Data listing Start Marker
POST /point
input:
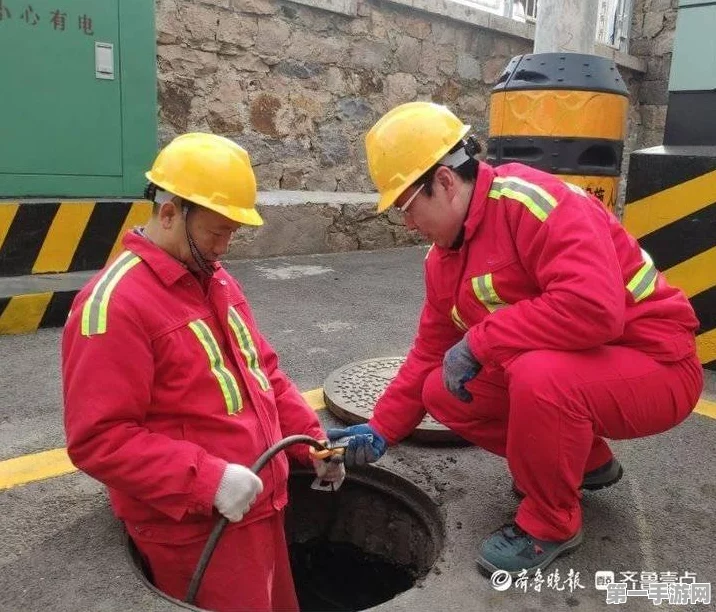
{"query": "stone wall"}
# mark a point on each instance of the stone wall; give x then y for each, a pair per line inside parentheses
(652, 39)
(299, 87)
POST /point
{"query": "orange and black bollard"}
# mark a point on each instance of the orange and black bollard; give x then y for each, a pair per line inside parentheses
(564, 113)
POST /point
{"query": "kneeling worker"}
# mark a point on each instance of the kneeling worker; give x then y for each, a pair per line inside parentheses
(545, 328)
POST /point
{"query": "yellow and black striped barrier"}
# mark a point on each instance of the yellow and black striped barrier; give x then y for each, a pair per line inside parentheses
(64, 236)
(24, 313)
(671, 210)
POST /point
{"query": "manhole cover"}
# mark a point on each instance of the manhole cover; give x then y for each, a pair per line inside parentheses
(352, 390)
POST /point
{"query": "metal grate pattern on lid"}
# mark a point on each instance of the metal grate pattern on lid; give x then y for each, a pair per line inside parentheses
(352, 390)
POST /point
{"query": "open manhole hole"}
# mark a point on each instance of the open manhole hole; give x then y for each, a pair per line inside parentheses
(352, 390)
(356, 548)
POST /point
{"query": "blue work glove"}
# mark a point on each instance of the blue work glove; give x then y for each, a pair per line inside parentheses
(366, 445)
(460, 366)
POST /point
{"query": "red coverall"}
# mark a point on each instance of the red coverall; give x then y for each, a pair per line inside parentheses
(165, 381)
(578, 335)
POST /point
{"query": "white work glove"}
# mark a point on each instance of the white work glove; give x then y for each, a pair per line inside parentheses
(330, 471)
(238, 489)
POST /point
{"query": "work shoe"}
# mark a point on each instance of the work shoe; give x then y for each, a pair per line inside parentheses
(600, 478)
(513, 550)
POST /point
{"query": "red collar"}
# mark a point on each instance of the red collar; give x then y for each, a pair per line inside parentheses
(168, 269)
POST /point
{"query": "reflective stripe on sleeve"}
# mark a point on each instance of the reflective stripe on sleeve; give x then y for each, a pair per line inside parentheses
Data listing End Marker
Task to carry out | The lines above that include "sleeve" should each be listed.

Solution below |
{"query": "reflective stripe on sleeve"}
# mark a point on each instance of the reflective stripe on sleeve; give x then y for each, a pair per line inside parentheses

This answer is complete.